Texte:
++++++++++++++++++++

Comme nous le rappelions au début de ce chapitre, la Chine a entamé des réformes économiques il y a déjà plus de trente ans. Depuis 2001 – année où le pays a intégré l’Organisation mondiale du commerce – le secteur public chinois a connu un processus notable de reconversion auquel les maisons d’édition comme les librairies d’État ont emboîté le pas. Pendant la période 2006-2010 – correspondant au 11e plan quinquennal chinois – l’Administration générale de la presse et de l’édition (GAPP) a pesé de tout son poids pour que ces entreprises publiques deviennent lucratives, incorporent des capitaux privés, adoptent un profil international [1] et initient rapidement leur transition vers l’ère électronique.

++++++++++++++++++++

Liste des données:
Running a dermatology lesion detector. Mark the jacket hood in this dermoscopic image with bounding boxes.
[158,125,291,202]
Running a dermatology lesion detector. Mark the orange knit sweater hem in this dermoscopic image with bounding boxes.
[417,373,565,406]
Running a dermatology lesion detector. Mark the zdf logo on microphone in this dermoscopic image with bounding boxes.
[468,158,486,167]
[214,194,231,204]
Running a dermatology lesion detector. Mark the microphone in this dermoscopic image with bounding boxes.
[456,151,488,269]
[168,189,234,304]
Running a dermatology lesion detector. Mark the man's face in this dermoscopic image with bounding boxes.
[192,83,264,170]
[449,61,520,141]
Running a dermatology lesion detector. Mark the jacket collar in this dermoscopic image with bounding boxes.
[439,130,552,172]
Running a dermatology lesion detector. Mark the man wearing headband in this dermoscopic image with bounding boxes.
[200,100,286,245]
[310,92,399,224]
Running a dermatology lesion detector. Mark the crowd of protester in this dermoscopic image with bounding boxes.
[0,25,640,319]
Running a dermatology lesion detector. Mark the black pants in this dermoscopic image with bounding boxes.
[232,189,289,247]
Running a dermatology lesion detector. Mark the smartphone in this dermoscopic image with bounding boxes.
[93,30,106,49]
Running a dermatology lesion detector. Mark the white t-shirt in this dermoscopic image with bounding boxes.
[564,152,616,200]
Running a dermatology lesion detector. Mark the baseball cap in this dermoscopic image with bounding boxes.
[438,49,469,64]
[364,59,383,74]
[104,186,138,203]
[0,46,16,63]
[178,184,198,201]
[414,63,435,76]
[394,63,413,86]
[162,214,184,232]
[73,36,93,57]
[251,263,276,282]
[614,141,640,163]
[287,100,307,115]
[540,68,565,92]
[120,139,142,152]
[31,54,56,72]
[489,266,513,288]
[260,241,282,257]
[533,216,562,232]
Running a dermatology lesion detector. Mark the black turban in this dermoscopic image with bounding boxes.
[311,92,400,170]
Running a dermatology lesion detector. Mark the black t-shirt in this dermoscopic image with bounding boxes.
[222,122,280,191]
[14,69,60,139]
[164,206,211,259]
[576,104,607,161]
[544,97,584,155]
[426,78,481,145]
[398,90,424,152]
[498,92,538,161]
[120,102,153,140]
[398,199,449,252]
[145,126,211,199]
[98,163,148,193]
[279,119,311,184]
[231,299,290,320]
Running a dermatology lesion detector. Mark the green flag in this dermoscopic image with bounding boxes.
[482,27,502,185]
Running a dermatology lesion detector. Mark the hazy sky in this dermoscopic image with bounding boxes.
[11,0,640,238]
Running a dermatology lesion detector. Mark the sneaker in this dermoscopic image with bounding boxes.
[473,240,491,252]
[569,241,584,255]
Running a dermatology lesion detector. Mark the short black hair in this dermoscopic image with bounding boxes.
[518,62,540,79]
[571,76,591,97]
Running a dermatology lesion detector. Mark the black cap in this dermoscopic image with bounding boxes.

++++++++++++++++++++

Consigne: D'après le texte, en quelle année la Chine est-elle entrée dans l'Organisation mondiale du commerce ? Les données ne servent à rien ici.

Réponse attendue: En 2001.